* **ASSIGNED TASK 1**:
According to the article on heroin addiction in small towns, roughly what is the population of Carroll County?
* **ASSIGNED TASK 2**:
In the article on heroin addiction in small towns, restate the stretch from "They piled into" through "to do business.", swapping "car" for "van".

* **PASSAGE PROVIDED**:
######

Heroin Addiction Sweeps Small Towns
Aug. 22 -- Peter McIver doesn't remember much about the night he and his friends first bought heroin.
He thinks it was 1993 or 1994 but, he says he knows it was just another dull night in Westminster, Md.
Escaping Tranquility
The predominately white, middle-class town of nearly 17,000 people is in the heart of Carroll County, a rural but increasingly suburban area outside of Baltimore, with a population of around 140,000. Peter and his friends — like other restless Westminster teenagers at the time — were seeking the kinds of thrills their town couldn't offer. And their escape from boredom involved drugs.
They piled into a car and made the 30-minute drive to Baltimore, in search of the very things their parents had tried to protect them from by living in a small town. Cruising street by street, they shopped the open-air drug markets looking for dealers ready to do business.
On this particular night — a night that forever changed the lives of these kids, their families and their town — they bought what they thought was cocaine. After snorting the white powdery substance, they realized it wasn't. It was heroin — and it was a new, more powerful version of heroin that was hitting streets across America.
Drug Enforcement Agency officials say in the early '90s, smaller players in the drug world were trying to break the market domination of crack and powder cocaine with the introduction of a user-friendly version of heroin. It was powerful, it was cheap, and it could be snorted.
Heroin Use Spreads
In a few short years, heroin use spread far beyond Peter's circle of friends. Fueled by small-town boredom and curiosity, hundreds of teenagers throughout the county were introduced, and many became addicted. The county hospital ER staff, who had never before treated heroin overdoses were starting to see as many 15 a month. Local police were arresting an ever-increasing number of kids who were stealing, often from their own families, to support their habit.

######

* **DATA SEGMENT**:
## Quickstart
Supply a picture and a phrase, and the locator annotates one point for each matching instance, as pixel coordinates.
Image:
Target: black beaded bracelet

######

* **ANSWER 1**:
Around 140,000.

* **ANSWER 2**:
They piled into a van and made the 30-minute drive to Baltimore, in search of the very things their parents had tried to protect them from by living in a small town. Cruising street by street, they shopped the open-air drug markets looking for dealers ready to do business.